- Activity
Produce an exact copy of the lines below, starting at the first and ending with the line containing "box: [314, 203, 345, 250]".
** Data for review follows **
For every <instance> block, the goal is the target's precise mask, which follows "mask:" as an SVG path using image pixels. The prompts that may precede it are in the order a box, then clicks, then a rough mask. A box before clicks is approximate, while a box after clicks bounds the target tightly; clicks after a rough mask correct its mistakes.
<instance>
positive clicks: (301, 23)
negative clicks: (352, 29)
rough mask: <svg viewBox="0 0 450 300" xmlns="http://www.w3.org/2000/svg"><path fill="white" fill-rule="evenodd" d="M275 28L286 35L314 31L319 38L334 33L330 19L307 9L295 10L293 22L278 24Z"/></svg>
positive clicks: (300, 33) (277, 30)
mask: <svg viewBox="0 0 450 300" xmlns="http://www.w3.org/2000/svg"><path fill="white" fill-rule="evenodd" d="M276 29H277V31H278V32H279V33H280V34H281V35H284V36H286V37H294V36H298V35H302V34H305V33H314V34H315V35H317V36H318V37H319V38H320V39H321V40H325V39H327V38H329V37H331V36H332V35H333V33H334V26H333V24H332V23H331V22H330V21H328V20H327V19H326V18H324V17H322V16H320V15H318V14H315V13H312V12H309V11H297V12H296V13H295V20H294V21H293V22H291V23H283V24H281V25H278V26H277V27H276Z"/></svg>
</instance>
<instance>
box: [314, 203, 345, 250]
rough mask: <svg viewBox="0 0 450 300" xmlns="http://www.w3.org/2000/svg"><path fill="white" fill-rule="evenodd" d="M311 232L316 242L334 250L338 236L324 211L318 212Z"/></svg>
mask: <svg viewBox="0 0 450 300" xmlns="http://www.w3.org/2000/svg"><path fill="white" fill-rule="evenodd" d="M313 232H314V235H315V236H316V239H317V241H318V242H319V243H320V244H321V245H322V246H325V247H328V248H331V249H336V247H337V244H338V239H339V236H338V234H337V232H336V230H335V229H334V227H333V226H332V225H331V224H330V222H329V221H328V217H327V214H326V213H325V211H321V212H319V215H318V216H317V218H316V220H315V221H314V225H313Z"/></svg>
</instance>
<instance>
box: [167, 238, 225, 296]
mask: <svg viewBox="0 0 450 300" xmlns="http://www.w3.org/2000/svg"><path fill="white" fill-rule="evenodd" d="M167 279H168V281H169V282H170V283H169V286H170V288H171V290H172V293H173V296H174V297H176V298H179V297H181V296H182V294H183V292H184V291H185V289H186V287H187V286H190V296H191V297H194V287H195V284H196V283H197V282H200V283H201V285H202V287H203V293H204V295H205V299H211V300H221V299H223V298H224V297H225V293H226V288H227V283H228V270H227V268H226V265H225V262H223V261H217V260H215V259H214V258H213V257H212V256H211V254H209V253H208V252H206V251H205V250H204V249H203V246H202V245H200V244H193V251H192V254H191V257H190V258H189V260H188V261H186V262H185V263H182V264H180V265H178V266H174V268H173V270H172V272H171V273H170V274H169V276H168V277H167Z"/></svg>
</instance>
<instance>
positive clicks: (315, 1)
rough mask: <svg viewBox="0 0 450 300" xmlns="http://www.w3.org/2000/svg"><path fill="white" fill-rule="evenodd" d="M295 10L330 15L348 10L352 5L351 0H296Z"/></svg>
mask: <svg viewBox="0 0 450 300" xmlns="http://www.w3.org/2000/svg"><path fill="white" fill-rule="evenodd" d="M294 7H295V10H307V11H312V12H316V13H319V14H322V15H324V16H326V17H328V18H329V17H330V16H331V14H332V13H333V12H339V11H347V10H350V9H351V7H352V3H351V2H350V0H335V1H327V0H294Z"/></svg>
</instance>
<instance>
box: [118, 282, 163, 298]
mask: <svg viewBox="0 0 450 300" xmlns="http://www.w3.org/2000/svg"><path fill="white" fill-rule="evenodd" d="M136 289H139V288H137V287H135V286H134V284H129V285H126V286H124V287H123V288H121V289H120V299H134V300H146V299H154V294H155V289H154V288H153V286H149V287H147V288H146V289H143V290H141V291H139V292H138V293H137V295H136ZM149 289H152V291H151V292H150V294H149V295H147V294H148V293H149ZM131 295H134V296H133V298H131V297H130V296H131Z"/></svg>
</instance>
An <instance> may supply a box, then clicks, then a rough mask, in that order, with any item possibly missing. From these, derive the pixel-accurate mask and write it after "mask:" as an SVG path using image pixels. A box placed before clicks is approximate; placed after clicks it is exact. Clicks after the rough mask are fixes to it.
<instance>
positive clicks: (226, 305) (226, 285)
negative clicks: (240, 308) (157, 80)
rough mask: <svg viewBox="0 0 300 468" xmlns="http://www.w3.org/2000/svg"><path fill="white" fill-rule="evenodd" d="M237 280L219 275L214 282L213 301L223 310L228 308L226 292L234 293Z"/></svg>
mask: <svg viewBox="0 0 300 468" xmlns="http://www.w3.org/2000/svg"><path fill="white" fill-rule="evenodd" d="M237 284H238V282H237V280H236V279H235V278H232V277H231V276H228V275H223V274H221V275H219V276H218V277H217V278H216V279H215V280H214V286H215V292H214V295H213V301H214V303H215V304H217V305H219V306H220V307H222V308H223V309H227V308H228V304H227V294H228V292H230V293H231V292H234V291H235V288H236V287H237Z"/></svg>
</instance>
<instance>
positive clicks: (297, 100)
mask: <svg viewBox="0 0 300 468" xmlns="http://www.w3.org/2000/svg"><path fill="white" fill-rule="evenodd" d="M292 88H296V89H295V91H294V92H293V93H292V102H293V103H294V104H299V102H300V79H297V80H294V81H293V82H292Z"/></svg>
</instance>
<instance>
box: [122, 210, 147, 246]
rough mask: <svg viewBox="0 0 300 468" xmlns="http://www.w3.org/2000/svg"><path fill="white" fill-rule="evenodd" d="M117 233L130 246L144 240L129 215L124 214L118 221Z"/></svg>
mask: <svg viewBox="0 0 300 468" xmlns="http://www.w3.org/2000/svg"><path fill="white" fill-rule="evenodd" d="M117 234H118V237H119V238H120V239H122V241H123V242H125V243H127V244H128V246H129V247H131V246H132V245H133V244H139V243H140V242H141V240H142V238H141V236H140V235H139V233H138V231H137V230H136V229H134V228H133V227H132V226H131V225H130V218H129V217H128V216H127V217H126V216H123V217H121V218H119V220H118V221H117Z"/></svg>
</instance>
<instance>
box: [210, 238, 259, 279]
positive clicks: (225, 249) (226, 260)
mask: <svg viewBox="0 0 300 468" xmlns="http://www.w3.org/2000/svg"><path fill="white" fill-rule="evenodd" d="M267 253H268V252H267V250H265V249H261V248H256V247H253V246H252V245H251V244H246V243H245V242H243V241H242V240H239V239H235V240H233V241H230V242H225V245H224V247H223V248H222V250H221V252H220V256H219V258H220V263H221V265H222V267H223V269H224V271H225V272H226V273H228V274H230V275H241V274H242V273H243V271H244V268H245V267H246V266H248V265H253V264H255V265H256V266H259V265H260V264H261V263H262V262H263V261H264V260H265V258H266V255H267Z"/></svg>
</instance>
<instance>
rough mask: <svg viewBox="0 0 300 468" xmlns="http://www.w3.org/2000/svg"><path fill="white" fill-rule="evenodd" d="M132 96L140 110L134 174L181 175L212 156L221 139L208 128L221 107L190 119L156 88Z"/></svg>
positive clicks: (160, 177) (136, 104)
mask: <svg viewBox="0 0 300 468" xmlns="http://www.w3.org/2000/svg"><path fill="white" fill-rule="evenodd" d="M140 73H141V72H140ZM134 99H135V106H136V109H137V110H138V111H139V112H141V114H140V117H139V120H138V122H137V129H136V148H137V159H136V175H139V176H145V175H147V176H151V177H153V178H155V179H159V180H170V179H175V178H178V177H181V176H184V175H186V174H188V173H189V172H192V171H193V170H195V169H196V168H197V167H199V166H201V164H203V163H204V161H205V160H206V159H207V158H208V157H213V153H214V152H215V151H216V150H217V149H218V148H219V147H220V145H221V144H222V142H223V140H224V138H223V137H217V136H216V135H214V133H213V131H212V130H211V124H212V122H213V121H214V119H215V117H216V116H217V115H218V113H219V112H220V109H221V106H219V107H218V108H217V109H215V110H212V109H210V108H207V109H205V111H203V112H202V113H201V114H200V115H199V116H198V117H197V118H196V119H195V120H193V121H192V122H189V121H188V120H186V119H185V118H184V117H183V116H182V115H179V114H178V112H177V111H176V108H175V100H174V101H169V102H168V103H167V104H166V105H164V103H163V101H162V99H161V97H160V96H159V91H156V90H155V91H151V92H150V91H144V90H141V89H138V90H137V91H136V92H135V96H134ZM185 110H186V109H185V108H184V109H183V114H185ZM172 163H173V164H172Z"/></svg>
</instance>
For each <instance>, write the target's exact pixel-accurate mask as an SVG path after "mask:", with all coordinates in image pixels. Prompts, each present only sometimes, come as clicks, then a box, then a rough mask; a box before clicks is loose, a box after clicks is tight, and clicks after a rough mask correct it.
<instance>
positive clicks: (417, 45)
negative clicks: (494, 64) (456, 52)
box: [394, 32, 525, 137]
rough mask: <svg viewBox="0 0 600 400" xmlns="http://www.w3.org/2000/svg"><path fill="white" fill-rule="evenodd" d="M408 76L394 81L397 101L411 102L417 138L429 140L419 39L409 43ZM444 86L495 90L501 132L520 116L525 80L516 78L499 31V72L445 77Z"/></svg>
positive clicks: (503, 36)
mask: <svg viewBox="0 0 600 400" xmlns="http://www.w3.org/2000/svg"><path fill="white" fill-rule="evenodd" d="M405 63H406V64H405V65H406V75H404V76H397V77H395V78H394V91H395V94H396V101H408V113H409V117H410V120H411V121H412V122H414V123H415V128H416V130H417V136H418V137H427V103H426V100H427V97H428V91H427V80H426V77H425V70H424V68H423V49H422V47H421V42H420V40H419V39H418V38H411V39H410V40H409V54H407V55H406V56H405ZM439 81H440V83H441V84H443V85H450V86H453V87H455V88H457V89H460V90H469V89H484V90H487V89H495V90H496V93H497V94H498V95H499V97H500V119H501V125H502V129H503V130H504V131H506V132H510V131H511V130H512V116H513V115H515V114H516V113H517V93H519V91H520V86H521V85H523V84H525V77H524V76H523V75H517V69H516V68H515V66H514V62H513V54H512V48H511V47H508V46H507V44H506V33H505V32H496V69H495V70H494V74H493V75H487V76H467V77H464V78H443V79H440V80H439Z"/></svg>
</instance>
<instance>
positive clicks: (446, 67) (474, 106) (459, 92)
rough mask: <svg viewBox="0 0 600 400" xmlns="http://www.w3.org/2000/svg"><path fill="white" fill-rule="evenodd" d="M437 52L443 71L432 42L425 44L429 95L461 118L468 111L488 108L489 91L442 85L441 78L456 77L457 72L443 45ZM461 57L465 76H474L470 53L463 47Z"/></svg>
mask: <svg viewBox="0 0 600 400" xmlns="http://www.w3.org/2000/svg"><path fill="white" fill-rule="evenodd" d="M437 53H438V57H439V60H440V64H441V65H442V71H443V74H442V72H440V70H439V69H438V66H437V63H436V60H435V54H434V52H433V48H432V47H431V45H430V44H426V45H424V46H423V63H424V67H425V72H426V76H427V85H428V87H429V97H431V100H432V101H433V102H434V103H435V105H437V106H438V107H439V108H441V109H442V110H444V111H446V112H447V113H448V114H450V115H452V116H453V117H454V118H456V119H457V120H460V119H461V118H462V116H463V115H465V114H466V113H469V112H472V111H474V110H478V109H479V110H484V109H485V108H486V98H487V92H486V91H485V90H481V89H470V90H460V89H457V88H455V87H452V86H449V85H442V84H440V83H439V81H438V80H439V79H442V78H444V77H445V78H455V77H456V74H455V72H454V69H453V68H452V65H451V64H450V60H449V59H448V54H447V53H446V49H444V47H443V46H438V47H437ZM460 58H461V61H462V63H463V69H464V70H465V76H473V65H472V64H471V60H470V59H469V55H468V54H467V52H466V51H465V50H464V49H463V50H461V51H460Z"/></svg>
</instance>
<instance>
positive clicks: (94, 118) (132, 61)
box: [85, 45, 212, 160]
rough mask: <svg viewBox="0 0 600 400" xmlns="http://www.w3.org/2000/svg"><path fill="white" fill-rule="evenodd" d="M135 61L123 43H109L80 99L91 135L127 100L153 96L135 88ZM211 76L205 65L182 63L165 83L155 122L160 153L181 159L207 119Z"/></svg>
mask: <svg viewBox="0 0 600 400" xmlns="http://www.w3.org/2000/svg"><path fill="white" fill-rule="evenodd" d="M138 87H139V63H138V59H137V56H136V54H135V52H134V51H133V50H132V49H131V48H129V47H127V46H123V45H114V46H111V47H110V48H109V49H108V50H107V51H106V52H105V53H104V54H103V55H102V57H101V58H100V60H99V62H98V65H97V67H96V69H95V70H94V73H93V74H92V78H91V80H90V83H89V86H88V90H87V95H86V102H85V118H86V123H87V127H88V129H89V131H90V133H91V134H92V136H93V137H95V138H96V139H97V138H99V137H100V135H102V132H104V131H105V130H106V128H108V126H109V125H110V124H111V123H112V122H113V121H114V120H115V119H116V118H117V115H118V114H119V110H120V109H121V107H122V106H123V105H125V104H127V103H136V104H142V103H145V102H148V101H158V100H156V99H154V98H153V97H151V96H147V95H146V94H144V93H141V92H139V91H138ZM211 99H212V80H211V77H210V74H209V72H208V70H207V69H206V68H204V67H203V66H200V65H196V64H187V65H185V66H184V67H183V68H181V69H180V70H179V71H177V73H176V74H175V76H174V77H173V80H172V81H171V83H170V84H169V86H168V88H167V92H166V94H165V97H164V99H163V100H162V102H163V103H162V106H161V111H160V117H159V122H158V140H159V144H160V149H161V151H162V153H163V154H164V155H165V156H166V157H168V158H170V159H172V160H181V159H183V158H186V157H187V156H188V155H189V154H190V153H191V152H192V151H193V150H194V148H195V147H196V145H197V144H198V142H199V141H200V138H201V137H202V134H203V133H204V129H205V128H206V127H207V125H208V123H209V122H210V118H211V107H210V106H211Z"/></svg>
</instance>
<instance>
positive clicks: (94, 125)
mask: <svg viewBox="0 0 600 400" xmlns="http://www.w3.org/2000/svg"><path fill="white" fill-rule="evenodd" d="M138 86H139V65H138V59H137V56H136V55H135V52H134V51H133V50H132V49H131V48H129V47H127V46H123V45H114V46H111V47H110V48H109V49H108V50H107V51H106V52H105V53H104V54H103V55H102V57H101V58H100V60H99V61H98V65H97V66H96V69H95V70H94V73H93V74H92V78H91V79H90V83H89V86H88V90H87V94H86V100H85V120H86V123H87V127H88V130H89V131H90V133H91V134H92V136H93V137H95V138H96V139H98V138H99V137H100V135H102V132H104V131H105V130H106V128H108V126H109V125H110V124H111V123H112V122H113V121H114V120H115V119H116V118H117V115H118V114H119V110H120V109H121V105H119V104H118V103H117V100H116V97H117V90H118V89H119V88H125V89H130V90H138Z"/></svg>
** End of Data for review **
- The answer
For every <instance> block, the goal is the target's precise mask, which follows "mask:" as an SVG path using image pixels. The prompts that may precede it are in the order a box, then clicks, then a rough mask. A box before clicks is approximate, while a box after clicks bounds the target tightly; clicks after a rough mask correct its mistakes.
<instance>
positive clicks: (301, 23)
negative clicks: (352, 29)
rough mask: <svg viewBox="0 0 450 300" xmlns="http://www.w3.org/2000/svg"><path fill="white" fill-rule="evenodd" d="M275 28L286 35L314 31L319 38L334 33L330 19L307 9L295 10L293 22L278 24Z"/></svg>
positive clicks: (300, 33) (277, 30)
mask: <svg viewBox="0 0 450 300" xmlns="http://www.w3.org/2000/svg"><path fill="white" fill-rule="evenodd" d="M276 29H277V31H278V32H279V33H280V34H281V35H284V36H286V37H294V36H298V35H302V34H305V33H314V34H315V35H317V36H318V37H319V38H320V39H321V40H325V39H327V38H329V37H331V36H332V35H333V33H334V26H333V24H332V23H331V22H330V21H328V20H327V19H326V18H324V17H322V16H320V15H318V14H315V13H312V12H309V11H297V12H296V13H295V20H294V21H293V22H291V23H283V24H281V25H278V26H277V27H276Z"/></svg>
</instance>
<instance>
box: [314, 203, 345, 250]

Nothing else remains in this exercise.